OBIETTIVO DELL'ESERCIZIO: Nel testo sul discorso di Flavio Insinna, indica in quale Paese il presentatore dichiara di voler vivere.

TESTO FORNITO:
________

La gente di spettacolo è a volte ingrata o forse solo imprecisa. Sgombriamo subito il campo: non nutro alcunché di negativo contro chi vive di spettacolo. Ho splendidi amici tra chi si confronta con la dura realtà di quel mondo, riuscendo a regalare sorrisi e buon umore agli spettatori. Tuttavia è sempre più frequente che alcuni di essi si avventurano in temi scoscesi, anzi direi scivolosissimi. Loro malgrado diventano tribuni improvvisati utili a supportare luogocomunismi che cercano di rianimare il cadavere delle ideologie in assenza di altre idee. Il povero Flavio Insinna c’è cascato. Lui è un presentatore, non un politico scaltro e navigato. È un bravo caratterista, dice cose e le dice con splendide espressioni del volto e con parole che sembrano spontanee. Comunque, nel giubilo emozionale degli applausi in studio egli conclude il proprio discorso con: «Io non voglio vivere in questo Paese, io voglio vivere in un Paese gentile che aspetta chi arriva tardi» oramai diventato virale in rete.

________

Elementi tratti da una fonte di dati:
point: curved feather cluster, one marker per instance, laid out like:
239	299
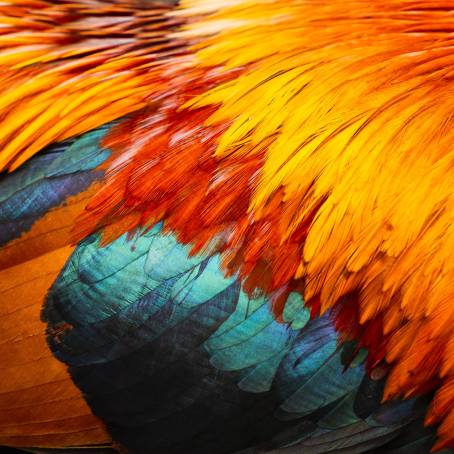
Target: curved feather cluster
67	67
313	145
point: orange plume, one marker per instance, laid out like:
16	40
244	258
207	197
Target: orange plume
313	145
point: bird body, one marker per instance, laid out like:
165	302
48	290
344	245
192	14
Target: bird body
236	218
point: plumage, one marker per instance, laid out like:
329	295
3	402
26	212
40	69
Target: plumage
257	254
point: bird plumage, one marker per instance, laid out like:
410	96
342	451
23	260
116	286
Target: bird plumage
305	148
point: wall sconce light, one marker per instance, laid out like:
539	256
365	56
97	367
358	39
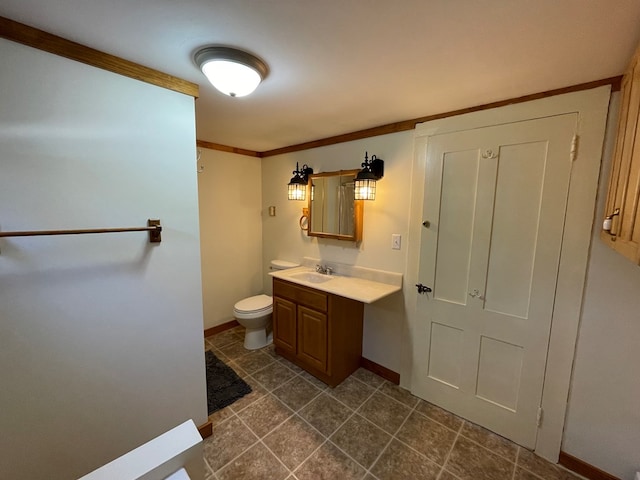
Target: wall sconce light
233	72
297	187
365	183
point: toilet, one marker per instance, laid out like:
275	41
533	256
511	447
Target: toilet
254	313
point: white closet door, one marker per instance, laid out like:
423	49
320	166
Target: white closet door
495	202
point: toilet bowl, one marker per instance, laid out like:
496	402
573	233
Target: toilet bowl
254	313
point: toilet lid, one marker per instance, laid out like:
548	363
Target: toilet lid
254	304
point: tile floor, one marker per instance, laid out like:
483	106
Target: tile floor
294	427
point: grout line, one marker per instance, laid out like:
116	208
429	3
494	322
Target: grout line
243	451
455	440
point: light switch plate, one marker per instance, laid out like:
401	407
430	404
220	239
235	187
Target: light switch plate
396	241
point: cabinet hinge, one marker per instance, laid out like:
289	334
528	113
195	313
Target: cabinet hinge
574	148
539	417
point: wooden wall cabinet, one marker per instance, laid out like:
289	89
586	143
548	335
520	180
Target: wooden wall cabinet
621	229
318	331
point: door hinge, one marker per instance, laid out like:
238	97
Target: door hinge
539	417
574	148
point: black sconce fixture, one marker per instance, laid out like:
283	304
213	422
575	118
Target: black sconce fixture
365	184
297	188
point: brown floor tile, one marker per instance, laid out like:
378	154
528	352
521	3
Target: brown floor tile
361	440
427	437
329	463
229	439
220	416
522	474
326	414
208	475
399	462
440	415
257	463
444	475
368	377
289	365
273	375
254	361
293	441
398	393
470	461
490	440
296	393
233	351
271	351
316	382
265	414
351	392
541	467
257	392
385	412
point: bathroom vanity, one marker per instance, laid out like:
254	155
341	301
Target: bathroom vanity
318	319
317	331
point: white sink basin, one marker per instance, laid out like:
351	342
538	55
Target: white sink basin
312	277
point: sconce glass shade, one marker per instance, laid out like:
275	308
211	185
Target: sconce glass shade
365	188
297	187
297	191
365	183
231	71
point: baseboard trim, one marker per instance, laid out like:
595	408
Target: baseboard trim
220	328
583	468
206	430
378	369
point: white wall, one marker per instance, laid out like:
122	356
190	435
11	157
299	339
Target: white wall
385	321
229	191
603	420
101	335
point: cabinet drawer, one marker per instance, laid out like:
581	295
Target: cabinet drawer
300	295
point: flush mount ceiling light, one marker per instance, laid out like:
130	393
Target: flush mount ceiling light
233	72
365	183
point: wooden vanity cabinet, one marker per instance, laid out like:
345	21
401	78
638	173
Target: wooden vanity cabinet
318	331
623	209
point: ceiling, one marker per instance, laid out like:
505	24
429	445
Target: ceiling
338	66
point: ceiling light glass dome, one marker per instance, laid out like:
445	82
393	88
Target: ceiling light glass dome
233	72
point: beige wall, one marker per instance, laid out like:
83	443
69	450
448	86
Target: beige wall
100	335
603	419
229	192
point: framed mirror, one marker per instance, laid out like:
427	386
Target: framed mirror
333	210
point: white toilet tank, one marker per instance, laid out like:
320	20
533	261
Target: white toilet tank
282	265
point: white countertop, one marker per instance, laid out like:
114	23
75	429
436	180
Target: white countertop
354	286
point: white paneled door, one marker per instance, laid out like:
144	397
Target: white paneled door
494	211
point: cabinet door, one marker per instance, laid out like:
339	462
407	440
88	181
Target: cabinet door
284	324
312	338
624	183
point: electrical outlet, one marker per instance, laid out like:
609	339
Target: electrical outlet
396	240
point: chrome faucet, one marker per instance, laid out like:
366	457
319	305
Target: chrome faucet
326	270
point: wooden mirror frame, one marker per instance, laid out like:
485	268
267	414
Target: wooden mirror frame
357	209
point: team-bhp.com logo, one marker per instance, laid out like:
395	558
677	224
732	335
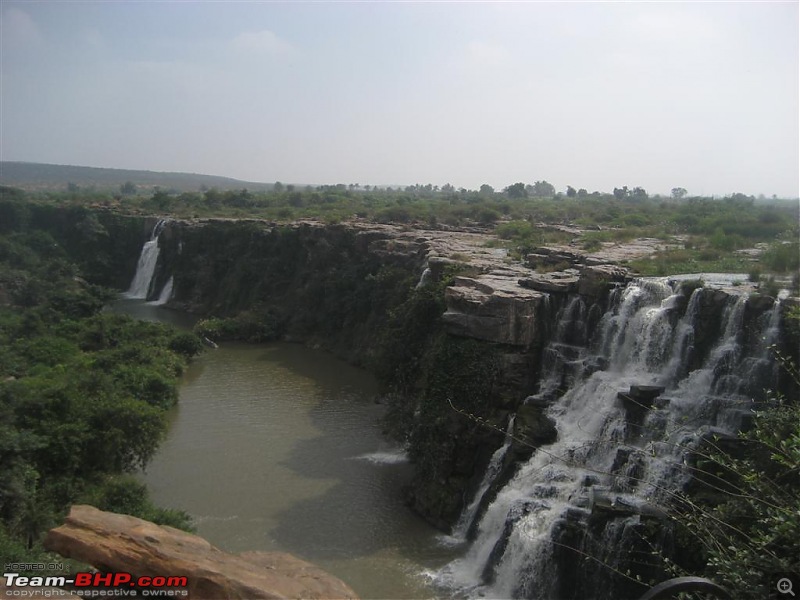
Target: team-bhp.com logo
96	585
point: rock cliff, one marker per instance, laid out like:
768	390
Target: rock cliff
120	543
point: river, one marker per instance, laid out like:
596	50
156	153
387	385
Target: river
278	447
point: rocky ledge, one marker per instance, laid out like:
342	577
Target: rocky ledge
115	543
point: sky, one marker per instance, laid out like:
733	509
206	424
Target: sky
595	95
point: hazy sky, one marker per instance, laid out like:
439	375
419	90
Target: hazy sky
596	95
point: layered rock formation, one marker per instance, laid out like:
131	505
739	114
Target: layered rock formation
120	543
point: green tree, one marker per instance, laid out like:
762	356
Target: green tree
543	189
517	190
128	188
678	193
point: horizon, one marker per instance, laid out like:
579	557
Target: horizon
361	187
595	96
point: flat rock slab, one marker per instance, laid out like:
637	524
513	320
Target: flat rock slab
120	543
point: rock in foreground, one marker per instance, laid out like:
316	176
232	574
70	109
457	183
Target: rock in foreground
113	542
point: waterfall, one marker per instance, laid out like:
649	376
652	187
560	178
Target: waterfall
659	383
166	293
146	267
492	471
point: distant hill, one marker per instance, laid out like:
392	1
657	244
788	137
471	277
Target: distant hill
45	177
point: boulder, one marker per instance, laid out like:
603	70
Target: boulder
559	282
494	309
596	280
114	542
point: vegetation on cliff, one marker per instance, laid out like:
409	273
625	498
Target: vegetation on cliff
83	394
701	234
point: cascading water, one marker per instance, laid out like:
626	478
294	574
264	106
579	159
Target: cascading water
630	402
492	471
146	267
166	292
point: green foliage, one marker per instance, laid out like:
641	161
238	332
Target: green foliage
125	495
782	257
83	393
754	531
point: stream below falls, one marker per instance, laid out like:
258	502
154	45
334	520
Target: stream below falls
278	447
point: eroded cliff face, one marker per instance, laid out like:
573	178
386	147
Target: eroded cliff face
456	329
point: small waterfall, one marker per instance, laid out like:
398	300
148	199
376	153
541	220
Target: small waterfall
617	450
492	471
146	267
166	292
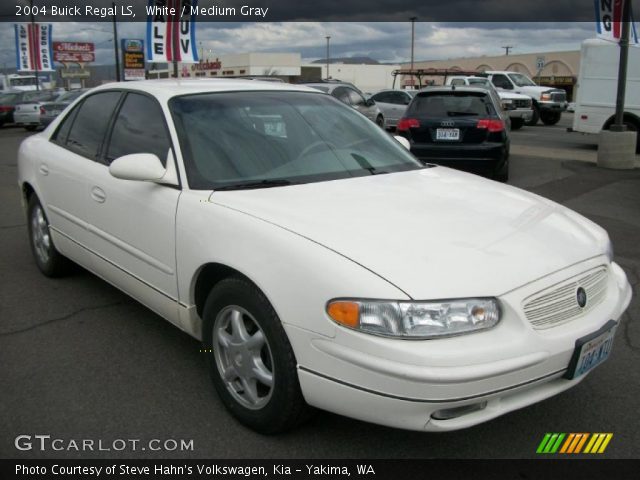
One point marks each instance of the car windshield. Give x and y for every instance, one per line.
x=452, y=104
x=521, y=80
x=478, y=81
x=261, y=139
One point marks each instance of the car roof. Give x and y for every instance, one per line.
x=167, y=88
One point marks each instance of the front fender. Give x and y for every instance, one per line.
x=296, y=274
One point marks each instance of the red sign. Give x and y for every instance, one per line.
x=73, y=47
x=74, y=57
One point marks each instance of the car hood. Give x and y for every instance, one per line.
x=434, y=233
x=513, y=96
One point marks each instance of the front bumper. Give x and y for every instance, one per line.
x=524, y=113
x=552, y=106
x=404, y=383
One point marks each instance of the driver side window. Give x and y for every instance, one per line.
x=501, y=81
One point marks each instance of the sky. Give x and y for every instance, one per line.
x=388, y=42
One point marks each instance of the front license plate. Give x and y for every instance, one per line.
x=592, y=350
x=448, y=134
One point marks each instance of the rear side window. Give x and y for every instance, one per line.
x=139, y=128
x=452, y=104
x=91, y=122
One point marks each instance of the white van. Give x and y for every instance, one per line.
x=598, y=86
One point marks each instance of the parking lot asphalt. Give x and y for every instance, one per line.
x=81, y=360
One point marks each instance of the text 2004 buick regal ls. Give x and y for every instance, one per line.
x=319, y=261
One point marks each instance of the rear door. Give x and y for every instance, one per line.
x=450, y=117
x=63, y=172
x=132, y=223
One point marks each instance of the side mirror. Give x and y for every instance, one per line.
x=138, y=166
x=403, y=141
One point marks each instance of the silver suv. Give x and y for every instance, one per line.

________

RISPOSTA AL COMPITO: In un Paese gentile che aspetta chi arriva tardi.